─── Artículo

La parte de la historia de la Iglesia que no ha sido debidamente contada.

Si queremos conocer la historia de la iglesia, desde sus comienzos en Jerusalén hasta nuestros días, debemos preguntarnos, en primer lugar, sobre la naturaleza de aquello que nos proponemos estudiar. Pues la iglesia, en su sentido escritural y neotestamentario, es un organismo estrictamente espiritual; que está en este mundo, pero no es parte de él. La iglesia es, ante todo, el cuerpo de Cristo, cuyo propósito es contener y expresar la plenitud de su persona y su obra. Todas las riquezas contenidas en Cristo deben ser encarnadas y manifestadas por medio de la iglesia. Es decir, ella debe convertirse en la perfecta expresión de Cristo en el universo. Por ello, estudiar la historia de la iglesia requiere una perspectiva diferente a la del experto o profesional de la materia.

──────
─── Datos listados

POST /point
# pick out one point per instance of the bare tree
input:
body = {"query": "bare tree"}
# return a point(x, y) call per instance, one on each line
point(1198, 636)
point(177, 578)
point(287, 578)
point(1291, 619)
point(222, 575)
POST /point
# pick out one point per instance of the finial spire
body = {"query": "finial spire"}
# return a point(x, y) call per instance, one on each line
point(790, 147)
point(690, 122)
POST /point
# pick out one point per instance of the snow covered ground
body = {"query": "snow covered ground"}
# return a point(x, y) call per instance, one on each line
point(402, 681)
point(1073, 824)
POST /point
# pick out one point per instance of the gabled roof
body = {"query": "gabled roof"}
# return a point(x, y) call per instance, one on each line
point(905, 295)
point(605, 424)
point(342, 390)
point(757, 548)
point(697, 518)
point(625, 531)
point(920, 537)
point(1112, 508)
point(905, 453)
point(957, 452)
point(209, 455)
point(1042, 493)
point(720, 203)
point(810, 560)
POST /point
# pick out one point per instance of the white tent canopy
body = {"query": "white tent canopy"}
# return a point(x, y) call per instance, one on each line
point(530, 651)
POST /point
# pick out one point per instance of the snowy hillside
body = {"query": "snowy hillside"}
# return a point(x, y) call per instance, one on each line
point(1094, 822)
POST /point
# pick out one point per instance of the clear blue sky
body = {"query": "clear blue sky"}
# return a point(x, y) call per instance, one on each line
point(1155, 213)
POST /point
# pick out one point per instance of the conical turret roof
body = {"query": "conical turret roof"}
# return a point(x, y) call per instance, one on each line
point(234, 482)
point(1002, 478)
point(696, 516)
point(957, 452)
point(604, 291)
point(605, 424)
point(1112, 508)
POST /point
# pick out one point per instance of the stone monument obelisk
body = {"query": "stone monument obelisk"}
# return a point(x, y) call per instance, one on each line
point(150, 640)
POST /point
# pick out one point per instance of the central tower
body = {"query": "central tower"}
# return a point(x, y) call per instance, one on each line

──────

■ **Objetivo**: Cita del artículo el fragmento que va desde "Si queremos conocer" hasta "de la materia.", ambos incluidos. Los datos no tienen relación con el artículo.

■ **Respuesta escrita**:
Si queremos conocer la historia de la iglesia, desde sus comienzos en Jerusalén hasta nuestros días, debemos preguntarnos, en primer lugar, sobre la naturaleza de aquello que nos proponemos estudiar. Pues la iglesia, en su sentido escritural y neotestamentario, es un organismo estrictamente espiritual; que está en este mundo, pero no es parte de él. La iglesia es, ante todo, el cuerpo de Cristo, cuyo propósito es contener y expresar la plenitud de su persona y su obra. Todas las riquezas contenidas en Cristo deben ser encarnadas y manifestadas por medio de la iglesia. Es decir, ella debe convertirse en la perfecta expresión de Cristo en el universo. Por ello, estudiar la historia de la iglesia requiere una perspectiva diferente a la del experto o profesional de la materia.